Required action: Pick up the career profile of medical lab technicians after its last sentence and continue writing it.

(Beginning of Selected passage)

Medical Lab Technician: Career Profile, Job Outlook, and Training Requirements
Medical lab technicians conduct tests on medical specimens and may specialize in several different areas. Learn about the job options in this field, along with the education requirements, credentialing and job outlook. Schools offering Clinical Laboratory Science degrees can also be found in these popular choices.
What Is a Medical Lab Technician?
A medical lab technician is a specialist who conducts tests on fluid and tissue samples collected from patients. The purpose of a test might be to identify harmful microorganisms, abnormal cells or unusual chemical reactions. The results also determine blood counts or confirm that blood is safe for transfusion. Technicians often specialize in areas such as immunology, cytotechnology and phlebotomy.
Your duties as a medical lab technician, which is a different occupation from a medical lab technologist, include preparing reagents and solutions for samples, examining cells, analyzing data and creating charts, graphs and descriptive reports. You'll explain your findings and confer with laboratory supervisors and physicians. You may also have to clean, set up and adjust lab equipment. Below is important information that contains details about becoming medical lab technicians.
|Degree Required||Associate's degree|
|Education Field of Study||Medical technician; clinical laboratory science|
|Key Duties||Collect samples, run tests|
|Job Growth (2014-2024)||18%*|
|Median Salary (2015)||$38,970*|
Source: *U.S. Bureau of Labor Statistics.
What Are My Job Prospects?
According to the U.S. Bureau of Labor Statistics (BLS), you are most likely to find a medical lab technician job at a hospital (www.bls.gov). More than half of the 328,200 people employed as clinical laboratory technologists and technicians in May 2014 worked in hospitals, the BLS stated. Employment was also high in in medical and diagnostic labs, physicians' offices, outpatient clinics and universities.

(End of Selected passage)
(Beginning of Entries shown)

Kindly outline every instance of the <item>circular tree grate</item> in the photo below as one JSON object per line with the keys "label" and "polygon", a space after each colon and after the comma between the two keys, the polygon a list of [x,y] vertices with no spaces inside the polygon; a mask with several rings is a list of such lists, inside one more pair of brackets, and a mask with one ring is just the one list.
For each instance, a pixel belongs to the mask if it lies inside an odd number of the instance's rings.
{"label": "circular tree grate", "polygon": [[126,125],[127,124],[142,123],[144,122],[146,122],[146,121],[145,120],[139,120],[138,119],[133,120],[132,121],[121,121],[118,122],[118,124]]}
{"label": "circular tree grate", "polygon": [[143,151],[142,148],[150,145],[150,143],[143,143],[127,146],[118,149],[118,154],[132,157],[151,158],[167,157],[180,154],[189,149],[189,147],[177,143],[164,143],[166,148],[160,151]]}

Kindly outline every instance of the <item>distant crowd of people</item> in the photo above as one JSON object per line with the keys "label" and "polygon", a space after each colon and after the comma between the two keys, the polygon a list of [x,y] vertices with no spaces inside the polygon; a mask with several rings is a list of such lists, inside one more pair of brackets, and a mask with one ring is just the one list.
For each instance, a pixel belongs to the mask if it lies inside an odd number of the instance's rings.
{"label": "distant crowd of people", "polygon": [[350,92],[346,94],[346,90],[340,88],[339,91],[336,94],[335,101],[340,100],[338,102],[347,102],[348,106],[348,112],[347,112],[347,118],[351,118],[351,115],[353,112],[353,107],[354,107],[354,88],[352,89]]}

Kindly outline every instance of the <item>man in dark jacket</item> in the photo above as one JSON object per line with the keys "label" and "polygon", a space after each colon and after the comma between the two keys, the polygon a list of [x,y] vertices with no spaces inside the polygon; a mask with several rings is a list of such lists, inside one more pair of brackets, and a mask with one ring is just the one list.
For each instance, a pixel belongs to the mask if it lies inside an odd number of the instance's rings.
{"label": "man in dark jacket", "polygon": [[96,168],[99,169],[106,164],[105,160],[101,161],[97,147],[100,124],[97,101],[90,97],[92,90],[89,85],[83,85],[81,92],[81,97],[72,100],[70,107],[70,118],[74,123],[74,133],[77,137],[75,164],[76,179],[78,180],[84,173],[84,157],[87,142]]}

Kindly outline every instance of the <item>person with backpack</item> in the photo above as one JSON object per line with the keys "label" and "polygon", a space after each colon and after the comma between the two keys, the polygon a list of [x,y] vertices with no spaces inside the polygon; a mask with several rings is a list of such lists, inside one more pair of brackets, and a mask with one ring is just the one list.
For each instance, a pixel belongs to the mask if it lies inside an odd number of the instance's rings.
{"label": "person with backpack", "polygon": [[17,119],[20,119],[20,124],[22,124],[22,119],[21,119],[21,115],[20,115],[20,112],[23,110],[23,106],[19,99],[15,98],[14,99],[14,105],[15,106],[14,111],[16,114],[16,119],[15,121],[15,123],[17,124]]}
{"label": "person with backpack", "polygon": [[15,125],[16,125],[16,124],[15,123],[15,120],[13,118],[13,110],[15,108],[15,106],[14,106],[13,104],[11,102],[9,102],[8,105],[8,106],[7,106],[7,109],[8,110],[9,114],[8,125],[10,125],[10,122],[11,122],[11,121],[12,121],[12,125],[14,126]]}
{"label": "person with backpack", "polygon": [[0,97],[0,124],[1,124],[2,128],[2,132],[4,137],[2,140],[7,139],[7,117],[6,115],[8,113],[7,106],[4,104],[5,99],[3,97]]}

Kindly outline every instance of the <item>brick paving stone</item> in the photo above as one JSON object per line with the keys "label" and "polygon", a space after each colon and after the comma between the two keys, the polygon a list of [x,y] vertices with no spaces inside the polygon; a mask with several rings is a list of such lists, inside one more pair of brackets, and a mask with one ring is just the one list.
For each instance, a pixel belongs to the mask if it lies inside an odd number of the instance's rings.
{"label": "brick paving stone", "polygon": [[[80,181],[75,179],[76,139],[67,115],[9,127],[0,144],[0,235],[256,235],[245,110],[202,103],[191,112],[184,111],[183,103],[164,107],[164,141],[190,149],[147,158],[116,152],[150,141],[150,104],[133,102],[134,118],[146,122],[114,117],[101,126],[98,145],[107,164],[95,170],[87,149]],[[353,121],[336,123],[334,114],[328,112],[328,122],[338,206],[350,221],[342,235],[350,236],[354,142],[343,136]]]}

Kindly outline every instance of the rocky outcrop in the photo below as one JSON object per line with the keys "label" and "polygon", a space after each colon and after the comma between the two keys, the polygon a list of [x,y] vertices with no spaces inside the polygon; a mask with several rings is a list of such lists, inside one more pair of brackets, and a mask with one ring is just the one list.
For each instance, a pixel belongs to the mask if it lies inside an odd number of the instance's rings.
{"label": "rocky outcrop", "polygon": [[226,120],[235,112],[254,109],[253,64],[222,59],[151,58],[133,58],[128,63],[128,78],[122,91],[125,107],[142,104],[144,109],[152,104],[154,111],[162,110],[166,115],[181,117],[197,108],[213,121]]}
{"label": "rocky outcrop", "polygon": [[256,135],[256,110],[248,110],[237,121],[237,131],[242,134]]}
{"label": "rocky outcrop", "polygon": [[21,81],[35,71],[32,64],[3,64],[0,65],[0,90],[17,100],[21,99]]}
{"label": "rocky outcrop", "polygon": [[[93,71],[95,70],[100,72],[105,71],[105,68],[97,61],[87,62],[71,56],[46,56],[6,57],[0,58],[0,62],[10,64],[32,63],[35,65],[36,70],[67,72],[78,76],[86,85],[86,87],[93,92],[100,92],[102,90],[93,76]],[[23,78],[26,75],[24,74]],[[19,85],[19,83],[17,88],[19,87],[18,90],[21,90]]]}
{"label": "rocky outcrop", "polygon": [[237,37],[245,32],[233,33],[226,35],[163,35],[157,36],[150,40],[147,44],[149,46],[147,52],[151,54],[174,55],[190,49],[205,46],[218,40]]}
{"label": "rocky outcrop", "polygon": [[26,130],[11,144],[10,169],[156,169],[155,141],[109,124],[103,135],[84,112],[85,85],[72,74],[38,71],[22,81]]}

(End of Entries shown)

Exercise result:
Employment of medical lab technicians is projected to increase 18% between 2014 and 2024. The BLS also reported job growth will be driven by a greater demand for medical tests as falling costs and technological advances improve the scope, quality and quantity of information from tests.
What Education Do I Need?
You'll need an associate's degree or at least a certificate in a medical technician program. You'll find these programs at technical or vocational schools or at community colleges. Some hospitals may offer certificate programs, according to the BLS.
If you want to improve your advancement and career opportunities, you may pursue a bachelor's degree in medical technology. This lets you to work as a medical laboratory technologist, which allows you to perform more advanced lab work and have greater responsibility.
Medical technology programs are a mix of classroom instruction, lab courses and a clinical internship. Topics covered include hematology, microbiology, fluid analysis and lab methods. Increased adoption of computer technology and automation has shifted the work of technicians away from more manual tasks toward more analytical work, the BLS noted.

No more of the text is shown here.